Your task: An identical copy of all the entries is the required result.

Phrase grounding data
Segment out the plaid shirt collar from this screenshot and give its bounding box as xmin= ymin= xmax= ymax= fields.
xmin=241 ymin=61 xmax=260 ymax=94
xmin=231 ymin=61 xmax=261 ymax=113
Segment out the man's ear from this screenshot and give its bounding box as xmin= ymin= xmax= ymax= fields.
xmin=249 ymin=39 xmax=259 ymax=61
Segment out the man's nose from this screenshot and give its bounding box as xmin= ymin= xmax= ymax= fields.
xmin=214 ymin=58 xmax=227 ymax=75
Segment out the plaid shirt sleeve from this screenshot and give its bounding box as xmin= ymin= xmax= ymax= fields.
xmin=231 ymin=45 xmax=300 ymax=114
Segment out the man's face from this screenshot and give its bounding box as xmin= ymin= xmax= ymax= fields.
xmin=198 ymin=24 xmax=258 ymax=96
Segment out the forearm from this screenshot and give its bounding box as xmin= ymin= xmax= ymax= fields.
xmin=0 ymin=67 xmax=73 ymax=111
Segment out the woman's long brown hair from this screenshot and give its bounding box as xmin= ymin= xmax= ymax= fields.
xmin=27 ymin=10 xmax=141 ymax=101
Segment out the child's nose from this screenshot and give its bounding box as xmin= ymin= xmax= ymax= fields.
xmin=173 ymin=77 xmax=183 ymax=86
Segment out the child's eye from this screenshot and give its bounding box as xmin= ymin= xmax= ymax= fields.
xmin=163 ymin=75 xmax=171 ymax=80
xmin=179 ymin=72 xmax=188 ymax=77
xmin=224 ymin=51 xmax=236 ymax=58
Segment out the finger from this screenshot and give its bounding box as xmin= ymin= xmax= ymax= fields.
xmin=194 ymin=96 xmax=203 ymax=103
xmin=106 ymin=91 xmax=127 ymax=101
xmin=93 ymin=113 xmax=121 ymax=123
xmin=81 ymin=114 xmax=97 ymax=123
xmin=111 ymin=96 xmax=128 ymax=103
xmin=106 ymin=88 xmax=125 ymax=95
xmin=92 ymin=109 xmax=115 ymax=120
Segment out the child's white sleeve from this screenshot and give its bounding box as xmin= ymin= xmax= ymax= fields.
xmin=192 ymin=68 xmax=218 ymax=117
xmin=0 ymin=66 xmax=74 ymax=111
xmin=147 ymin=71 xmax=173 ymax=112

The answer:
Segment out the plaid shirt collar from this screenshot and give its bounding box as xmin= ymin= xmax= ymax= fields.
xmin=241 ymin=61 xmax=260 ymax=94
xmin=231 ymin=61 xmax=261 ymax=113
Segment out the man's ear from this screenshot and give its bounding box as xmin= ymin= xmax= ymax= fields.
xmin=249 ymin=39 xmax=259 ymax=61
Segment out the man's nose from this screenshot and give its bounding box as xmin= ymin= xmax= ymax= fields.
xmin=214 ymin=58 xmax=227 ymax=75
Segment out the plaid shirt sleeve from this screenshot and give its bounding box as xmin= ymin= xmax= ymax= fields.
xmin=231 ymin=45 xmax=300 ymax=114
Segment out the man's face from this screenshot and give its bounding box as xmin= ymin= xmax= ymax= fields.
xmin=198 ymin=24 xmax=258 ymax=96
Segment out the forearm from this screenshot and give its bounding box as xmin= ymin= xmax= ymax= fields.
xmin=0 ymin=67 xmax=73 ymax=111
Segment out the woman's long brown hair from this screenshot and give its bounding box as xmin= ymin= xmax= ymax= fields.
xmin=27 ymin=10 xmax=141 ymax=101
Segment out the child's nose from this screenshot and give its bounding box as xmin= ymin= xmax= ymax= fields.
xmin=173 ymin=77 xmax=183 ymax=86
Segment out the child's eye from this screenshot and give its bounding box as xmin= ymin= xmax= ymax= fields.
xmin=163 ymin=75 xmax=171 ymax=80
xmin=179 ymin=72 xmax=188 ymax=77
xmin=224 ymin=51 xmax=236 ymax=58
Segment out the finger from this screenshot and give its bounding box as xmin= ymin= xmax= ymax= fields.
xmin=194 ymin=96 xmax=203 ymax=103
xmin=106 ymin=91 xmax=127 ymax=101
xmin=93 ymin=113 xmax=121 ymax=123
xmin=81 ymin=114 xmax=97 ymax=123
xmin=111 ymin=96 xmax=128 ymax=103
xmin=106 ymin=88 xmax=125 ymax=95
xmin=92 ymin=109 xmax=115 ymax=120
Segment out the child's white sleeve from this screenshot and give its bounding box as xmin= ymin= xmax= ymax= fields.
xmin=192 ymin=68 xmax=218 ymax=117
xmin=0 ymin=66 xmax=74 ymax=111
xmin=147 ymin=71 xmax=173 ymax=112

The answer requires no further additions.